Pick out and copy every line in the entries below that contains the word "white", with upper and lower case treated as different.

==== Dataset rows

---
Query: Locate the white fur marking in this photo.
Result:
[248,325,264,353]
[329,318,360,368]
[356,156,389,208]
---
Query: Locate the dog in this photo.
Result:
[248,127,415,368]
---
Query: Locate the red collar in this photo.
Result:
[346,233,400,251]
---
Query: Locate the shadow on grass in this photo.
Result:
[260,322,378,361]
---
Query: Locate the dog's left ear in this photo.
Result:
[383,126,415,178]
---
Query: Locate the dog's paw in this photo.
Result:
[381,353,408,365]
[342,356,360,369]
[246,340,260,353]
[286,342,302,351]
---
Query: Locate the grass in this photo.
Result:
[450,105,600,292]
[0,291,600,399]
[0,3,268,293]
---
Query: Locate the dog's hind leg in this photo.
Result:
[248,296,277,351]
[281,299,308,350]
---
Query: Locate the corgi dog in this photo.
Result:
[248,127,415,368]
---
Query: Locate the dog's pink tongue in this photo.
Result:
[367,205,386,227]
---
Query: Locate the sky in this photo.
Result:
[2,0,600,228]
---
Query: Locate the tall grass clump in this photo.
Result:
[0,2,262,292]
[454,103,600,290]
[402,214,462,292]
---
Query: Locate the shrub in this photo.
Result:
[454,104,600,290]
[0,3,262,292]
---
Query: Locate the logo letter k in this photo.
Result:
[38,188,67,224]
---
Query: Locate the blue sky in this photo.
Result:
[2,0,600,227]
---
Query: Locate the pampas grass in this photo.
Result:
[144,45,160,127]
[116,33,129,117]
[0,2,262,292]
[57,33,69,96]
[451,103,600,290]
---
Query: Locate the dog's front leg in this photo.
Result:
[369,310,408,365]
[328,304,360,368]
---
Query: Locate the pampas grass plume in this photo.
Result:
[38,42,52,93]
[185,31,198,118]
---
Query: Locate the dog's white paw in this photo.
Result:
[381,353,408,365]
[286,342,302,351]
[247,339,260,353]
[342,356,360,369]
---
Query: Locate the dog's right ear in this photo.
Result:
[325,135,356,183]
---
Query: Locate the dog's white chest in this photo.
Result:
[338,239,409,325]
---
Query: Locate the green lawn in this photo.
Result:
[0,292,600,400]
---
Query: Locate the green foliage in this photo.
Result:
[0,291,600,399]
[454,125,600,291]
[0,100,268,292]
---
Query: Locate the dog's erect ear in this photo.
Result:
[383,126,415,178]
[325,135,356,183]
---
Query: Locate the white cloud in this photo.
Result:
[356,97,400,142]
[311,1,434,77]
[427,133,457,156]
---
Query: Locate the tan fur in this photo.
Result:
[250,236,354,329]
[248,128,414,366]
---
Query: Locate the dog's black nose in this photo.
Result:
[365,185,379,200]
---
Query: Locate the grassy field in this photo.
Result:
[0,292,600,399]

========

Exercise response:
Query: Locate the white fur marking in this photo.
Query: Locate the dog's white paw in this photo.
Query: Locate the dog's white chest in this photo.
Query: Locate the white cloud in this photo.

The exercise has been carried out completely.